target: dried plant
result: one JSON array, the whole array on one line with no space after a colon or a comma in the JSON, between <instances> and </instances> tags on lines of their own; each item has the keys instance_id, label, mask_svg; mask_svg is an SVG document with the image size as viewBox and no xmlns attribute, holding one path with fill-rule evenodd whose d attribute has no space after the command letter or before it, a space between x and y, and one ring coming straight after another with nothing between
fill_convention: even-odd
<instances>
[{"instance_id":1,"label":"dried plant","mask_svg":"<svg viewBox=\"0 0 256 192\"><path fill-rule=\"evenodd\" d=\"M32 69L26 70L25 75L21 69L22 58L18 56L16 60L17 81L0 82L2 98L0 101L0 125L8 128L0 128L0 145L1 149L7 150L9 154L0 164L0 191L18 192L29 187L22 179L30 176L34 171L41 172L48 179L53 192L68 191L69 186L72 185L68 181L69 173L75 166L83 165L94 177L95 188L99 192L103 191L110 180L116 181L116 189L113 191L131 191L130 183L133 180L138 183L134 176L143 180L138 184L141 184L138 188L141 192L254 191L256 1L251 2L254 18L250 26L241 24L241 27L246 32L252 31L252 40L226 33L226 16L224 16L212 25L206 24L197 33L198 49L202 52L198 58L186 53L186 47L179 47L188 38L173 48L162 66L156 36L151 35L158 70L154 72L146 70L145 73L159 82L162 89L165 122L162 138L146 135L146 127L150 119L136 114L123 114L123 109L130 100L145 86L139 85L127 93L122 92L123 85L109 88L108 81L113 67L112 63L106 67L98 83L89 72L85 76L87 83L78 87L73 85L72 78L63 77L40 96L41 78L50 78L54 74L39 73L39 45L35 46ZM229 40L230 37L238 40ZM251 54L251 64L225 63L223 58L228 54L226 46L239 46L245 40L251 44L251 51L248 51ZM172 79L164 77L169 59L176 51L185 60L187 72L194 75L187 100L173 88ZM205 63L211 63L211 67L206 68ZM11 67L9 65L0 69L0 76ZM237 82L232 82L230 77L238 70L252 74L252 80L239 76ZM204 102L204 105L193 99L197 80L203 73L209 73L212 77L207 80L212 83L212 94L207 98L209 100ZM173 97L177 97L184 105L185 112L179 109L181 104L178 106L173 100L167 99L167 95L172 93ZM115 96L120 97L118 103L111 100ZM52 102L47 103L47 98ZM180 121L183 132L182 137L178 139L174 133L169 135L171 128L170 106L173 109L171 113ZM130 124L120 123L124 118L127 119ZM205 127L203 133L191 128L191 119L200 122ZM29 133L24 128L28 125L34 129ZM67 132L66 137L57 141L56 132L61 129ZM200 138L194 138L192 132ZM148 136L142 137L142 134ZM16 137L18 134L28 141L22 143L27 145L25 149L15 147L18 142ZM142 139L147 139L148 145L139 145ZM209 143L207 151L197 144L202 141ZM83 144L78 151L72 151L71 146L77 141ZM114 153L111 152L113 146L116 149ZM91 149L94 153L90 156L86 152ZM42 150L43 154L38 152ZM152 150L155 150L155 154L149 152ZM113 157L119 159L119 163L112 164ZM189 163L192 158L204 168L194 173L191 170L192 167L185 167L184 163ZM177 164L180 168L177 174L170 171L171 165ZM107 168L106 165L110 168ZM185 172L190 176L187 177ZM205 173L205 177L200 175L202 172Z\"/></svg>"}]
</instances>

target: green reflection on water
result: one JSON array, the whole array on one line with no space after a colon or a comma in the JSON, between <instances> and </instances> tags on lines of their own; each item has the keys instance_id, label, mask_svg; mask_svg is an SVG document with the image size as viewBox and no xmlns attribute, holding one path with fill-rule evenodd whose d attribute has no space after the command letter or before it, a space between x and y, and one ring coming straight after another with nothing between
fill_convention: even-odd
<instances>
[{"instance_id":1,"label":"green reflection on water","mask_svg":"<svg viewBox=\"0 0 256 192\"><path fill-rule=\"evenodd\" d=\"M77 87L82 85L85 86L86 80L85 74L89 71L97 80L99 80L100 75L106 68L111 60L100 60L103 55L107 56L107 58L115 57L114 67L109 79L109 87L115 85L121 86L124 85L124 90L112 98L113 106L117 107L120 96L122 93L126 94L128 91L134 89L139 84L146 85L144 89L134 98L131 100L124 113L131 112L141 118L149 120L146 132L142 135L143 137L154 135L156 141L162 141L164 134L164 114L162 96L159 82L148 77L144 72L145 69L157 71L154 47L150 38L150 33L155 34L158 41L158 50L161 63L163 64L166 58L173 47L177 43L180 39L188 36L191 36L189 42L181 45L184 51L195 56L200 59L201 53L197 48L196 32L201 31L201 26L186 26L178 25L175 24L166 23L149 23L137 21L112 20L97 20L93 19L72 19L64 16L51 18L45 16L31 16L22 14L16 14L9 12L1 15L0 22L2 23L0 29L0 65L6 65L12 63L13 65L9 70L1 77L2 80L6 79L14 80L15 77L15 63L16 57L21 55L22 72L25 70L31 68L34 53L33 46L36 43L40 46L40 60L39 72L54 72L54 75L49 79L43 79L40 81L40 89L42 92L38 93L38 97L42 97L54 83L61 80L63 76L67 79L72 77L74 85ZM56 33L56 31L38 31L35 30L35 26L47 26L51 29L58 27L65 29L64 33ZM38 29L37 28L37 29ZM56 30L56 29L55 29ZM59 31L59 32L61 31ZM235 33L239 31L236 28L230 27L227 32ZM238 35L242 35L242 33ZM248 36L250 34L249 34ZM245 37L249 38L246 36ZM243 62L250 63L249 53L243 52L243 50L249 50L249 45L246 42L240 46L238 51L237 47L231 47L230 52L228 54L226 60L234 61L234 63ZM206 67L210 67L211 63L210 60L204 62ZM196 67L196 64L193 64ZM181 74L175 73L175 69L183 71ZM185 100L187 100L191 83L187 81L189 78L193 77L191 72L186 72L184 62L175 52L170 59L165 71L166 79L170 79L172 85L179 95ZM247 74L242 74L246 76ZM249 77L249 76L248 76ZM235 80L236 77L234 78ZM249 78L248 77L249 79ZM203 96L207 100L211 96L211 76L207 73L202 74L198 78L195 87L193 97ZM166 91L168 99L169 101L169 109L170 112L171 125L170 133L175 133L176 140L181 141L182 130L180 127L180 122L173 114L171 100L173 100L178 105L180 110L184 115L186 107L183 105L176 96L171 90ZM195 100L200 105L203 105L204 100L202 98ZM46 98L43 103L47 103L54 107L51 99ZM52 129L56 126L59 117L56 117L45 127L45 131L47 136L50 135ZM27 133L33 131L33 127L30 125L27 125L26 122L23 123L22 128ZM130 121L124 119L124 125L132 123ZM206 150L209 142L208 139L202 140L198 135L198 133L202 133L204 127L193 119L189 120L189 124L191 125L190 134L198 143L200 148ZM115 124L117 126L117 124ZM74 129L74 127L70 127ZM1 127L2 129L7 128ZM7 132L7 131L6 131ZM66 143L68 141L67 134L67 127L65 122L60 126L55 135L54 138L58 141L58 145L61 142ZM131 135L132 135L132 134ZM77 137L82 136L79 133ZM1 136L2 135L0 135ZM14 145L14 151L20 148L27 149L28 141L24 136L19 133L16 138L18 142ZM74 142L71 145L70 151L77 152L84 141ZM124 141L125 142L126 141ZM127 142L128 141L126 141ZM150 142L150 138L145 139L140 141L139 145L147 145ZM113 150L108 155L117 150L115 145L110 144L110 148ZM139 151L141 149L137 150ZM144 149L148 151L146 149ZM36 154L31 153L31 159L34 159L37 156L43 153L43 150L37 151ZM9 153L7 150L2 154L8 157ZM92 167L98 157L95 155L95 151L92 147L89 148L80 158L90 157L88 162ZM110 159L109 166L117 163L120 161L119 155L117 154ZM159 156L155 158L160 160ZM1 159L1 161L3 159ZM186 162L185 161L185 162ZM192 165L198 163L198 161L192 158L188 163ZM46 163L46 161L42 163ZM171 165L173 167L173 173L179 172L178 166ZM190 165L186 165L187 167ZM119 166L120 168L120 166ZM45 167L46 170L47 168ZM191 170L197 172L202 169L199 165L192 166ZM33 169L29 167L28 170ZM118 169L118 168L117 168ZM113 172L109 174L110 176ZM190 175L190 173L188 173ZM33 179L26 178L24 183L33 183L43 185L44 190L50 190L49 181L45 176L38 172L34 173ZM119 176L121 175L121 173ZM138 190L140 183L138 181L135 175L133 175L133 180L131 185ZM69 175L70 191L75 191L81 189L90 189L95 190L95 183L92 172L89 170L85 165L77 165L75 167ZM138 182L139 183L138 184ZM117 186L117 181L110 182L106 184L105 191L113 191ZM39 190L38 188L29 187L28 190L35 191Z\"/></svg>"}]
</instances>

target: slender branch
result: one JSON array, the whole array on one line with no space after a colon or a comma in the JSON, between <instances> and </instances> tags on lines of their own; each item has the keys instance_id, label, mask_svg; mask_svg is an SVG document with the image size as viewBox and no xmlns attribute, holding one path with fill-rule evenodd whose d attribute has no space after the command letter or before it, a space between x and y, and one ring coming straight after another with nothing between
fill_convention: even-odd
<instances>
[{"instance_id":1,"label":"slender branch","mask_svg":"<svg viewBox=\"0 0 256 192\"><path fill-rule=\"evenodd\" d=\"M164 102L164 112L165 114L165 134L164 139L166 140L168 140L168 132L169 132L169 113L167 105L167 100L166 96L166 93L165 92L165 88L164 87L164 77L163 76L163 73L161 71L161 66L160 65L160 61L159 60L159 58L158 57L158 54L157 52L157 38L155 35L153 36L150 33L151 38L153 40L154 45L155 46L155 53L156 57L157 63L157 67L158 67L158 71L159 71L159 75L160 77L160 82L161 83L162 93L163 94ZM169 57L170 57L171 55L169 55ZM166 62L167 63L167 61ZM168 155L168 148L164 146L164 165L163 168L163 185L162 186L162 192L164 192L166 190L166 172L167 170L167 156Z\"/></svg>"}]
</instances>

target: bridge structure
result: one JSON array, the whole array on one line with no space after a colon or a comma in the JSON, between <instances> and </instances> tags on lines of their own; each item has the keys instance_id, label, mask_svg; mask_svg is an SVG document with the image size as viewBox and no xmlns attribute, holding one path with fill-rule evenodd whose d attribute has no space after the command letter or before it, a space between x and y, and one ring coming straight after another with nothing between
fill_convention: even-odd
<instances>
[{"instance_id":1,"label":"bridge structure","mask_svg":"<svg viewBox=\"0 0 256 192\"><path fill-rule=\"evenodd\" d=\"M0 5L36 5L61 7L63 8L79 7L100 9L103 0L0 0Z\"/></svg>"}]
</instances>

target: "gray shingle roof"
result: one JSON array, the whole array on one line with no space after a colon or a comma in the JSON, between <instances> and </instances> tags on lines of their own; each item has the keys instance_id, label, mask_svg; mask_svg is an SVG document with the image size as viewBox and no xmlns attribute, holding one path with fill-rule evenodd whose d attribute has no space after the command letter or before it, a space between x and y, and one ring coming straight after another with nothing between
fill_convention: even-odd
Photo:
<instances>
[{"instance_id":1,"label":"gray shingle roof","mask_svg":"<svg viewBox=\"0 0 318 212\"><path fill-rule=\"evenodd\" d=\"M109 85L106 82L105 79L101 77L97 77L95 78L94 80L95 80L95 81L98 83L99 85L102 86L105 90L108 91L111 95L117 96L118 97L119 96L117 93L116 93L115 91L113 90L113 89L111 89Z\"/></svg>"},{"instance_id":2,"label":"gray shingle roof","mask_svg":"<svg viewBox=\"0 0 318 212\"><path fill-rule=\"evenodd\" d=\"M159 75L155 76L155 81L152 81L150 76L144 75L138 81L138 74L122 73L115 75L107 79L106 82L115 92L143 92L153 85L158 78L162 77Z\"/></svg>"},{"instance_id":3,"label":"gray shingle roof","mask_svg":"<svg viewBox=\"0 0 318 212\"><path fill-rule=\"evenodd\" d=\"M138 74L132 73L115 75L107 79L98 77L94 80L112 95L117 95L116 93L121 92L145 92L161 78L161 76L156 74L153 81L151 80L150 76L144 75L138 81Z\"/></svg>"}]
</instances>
========================================
▶ **Task requirements**:
Give only the number of lines in the records above that contain the string "target", treating case as significant.

▶ **Answer below**:
5